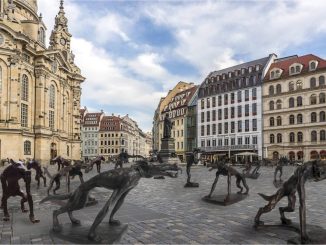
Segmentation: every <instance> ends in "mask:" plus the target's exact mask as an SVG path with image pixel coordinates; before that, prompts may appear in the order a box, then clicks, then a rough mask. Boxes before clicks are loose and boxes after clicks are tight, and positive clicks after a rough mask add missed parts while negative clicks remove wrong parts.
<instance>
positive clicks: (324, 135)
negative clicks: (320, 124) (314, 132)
mask: <svg viewBox="0 0 326 245" xmlns="http://www.w3.org/2000/svg"><path fill="white" fill-rule="evenodd" d="M319 138H320V141H325V140H326V131H325V130H321V131H320V136H319Z"/></svg>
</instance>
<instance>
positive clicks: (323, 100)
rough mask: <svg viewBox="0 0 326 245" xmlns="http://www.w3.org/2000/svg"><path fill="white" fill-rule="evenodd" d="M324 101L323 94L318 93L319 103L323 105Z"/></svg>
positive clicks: (321, 93)
mask: <svg viewBox="0 0 326 245" xmlns="http://www.w3.org/2000/svg"><path fill="white" fill-rule="evenodd" d="M325 101H326V96H325V93H320V94H319V103H320V104H323V103H325Z"/></svg>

********************

▶ **Requirement**:
Copy out the whole listing exactly, and don't carry over any pictures.

▶ **Answer below**:
Segmentation: every <instance> ends in "mask:" plus the target's exact mask as an SVG path with image pixel coordinates; before that, prompts may appear in the order a box, then clicks, then a rough mask. Boxes before clicks are loose and boxes after clicks are tight, and positive clicks after a rough mask add missed parts while negative clicks remove wrong parts.
<instance>
positive clicks: (324, 135)
negative clicks: (320, 124) (314, 132)
mask: <svg viewBox="0 0 326 245" xmlns="http://www.w3.org/2000/svg"><path fill="white" fill-rule="evenodd" d="M319 138H320V141H325V140H326V131H325V130H321V131H320V136H319Z"/></svg>
</instance>
<instance>
positive clicks: (323, 100)
rough mask: <svg viewBox="0 0 326 245" xmlns="http://www.w3.org/2000/svg"><path fill="white" fill-rule="evenodd" d="M324 101L323 94L318 93L319 103L323 105Z"/></svg>
positive clicks: (321, 93)
mask: <svg viewBox="0 0 326 245" xmlns="http://www.w3.org/2000/svg"><path fill="white" fill-rule="evenodd" d="M325 101H326V96H325V93H320V94H319V103H320V104H323V103H325Z"/></svg>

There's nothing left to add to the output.